Work through the records below and copy every line that includes "bell".

....

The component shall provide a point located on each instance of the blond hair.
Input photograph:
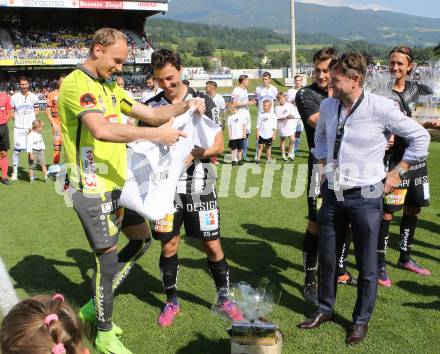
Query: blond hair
(106, 37)
(38, 324)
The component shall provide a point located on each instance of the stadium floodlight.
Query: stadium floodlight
(292, 39)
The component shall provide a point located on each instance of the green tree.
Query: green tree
(437, 50)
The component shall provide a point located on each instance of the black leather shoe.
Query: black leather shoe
(357, 334)
(314, 321)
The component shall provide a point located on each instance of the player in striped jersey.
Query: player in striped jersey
(196, 204)
(25, 108)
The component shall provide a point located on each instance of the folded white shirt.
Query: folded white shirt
(154, 169)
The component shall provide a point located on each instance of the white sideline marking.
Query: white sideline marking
(8, 296)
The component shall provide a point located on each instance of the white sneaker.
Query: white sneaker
(270, 162)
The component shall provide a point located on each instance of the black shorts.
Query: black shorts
(413, 191)
(236, 144)
(267, 142)
(102, 217)
(199, 213)
(313, 202)
(4, 138)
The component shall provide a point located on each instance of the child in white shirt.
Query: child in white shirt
(266, 131)
(237, 124)
(35, 149)
(287, 124)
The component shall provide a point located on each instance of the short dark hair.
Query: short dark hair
(403, 49)
(211, 83)
(325, 54)
(350, 64)
(241, 78)
(280, 94)
(161, 57)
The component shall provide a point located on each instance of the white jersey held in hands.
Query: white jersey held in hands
(155, 169)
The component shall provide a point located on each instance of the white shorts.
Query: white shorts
(20, 137)
(287, 128)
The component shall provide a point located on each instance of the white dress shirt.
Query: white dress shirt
(364, 140)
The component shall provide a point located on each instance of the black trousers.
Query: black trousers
(364, 212)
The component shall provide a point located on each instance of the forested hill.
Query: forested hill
(186, 35)
(380, 27)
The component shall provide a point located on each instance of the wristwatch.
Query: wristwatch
(403, 174)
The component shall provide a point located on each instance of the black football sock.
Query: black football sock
(169, 270)
(127, 258)
(384, 235)
(407, 230)
(310, 256)
(220, 273)
(102, 279)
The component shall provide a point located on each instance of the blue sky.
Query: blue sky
(426, 8)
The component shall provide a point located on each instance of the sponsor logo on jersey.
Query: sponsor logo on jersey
(89, 168)
(208, 220)
(112, 118)
(165, 224)
(159, 176)
(87, 100)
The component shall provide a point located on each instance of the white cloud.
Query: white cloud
(357, 6)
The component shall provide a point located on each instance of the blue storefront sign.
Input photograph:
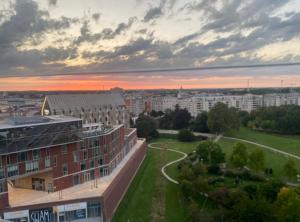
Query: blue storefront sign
(40, 215)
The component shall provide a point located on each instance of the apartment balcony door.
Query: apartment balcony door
(87, 176)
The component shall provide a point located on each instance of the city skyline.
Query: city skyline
(41, 39)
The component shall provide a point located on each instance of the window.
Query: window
(47, 162)
(85, 155)
(76, 179)
(92, 164)
(92, 173)
(32, 166)
(82, 145)
(105, 148)
(35, 154)
(83, 166)
(100, 161)
(96, 142)
(64, 148)
(2, 187)
(96, 152)
(75, 157)
(22, 157)
(104, 171)
(65, 169)
(54, 161)
(2, 174)
(12, 170)
(8, 159)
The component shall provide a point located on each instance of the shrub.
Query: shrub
(214, 180)
(199, 168)
(185, 136)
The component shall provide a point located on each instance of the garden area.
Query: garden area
(152, 198)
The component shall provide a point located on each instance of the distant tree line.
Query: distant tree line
(219, 119)
(238, 190)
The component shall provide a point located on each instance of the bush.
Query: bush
(185, 136)
(214, 169)
(214, 180)
(232, 173)
(199, 168)
(257, 177)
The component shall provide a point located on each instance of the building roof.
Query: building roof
(72, 101)
(31, 121)
(19, 197)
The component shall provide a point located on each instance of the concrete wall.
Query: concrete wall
(115, 192)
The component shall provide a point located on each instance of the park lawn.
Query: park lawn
(150, 195)
(149, 188)
(290, 144)
(273, 160)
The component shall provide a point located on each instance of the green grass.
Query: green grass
(138, 204)
(273, 160)
(290, 144)
(139, 201)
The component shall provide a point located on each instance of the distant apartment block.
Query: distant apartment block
(204, 102)
(56, 168)
(108, 109)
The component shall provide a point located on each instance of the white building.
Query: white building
(281, 99)
(169, 102)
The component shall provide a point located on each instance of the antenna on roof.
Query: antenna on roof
(248, 85)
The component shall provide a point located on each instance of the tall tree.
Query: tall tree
(146, 127)
(257, 160)
(221, 118)
(200, 123)
(181, 118)
(210, 152)
(239, 156)
(185, 135)
(289, 169)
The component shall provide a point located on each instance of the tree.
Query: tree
(154, 113)
(257, 160)
(210, 152)
(201, 184)
(249, 210)
(270, 189)
(221, 118)
(200, 123)
(185, 136)
(166, 122)
(181, 118)
(146, 127)
(288, 203)
(239, 156)
(289, 169)
(188, 189)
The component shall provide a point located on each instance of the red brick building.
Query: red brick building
(56, 169)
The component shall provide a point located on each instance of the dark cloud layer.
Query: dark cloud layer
(29, 24)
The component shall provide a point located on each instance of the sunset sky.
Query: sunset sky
(57, 44)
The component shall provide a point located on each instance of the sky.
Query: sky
(61, 44)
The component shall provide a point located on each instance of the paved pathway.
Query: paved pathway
(237, 139)
(163, 169)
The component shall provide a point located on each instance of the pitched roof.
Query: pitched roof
(72, 101)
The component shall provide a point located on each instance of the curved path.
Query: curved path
(184, 155)
(237, 139)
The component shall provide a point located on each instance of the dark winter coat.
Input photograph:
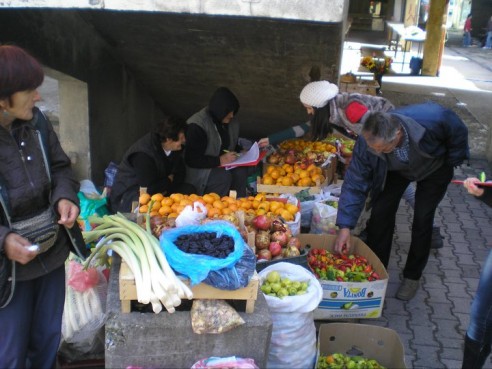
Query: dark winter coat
(25, 187)
(127, 183)
(445, 138)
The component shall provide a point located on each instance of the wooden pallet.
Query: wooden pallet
(128, 291)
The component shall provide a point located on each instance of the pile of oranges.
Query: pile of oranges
(217, 207)
(293, 175)
(304, 145)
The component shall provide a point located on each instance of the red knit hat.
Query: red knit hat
(355, 111)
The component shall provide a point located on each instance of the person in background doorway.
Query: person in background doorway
(467, 31)
(329, 110)
(478, 336)
(346, 112)
(423, 143)
(212, 142)
(488, 38)
(38, 193)
(156, 162)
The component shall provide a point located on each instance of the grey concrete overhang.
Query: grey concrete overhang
(308, 10)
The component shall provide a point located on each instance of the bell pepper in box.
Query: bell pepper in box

....

### [Output below]
The component shall provide a point located on each instance of the bell pepper in box.
Query: bell pepper in box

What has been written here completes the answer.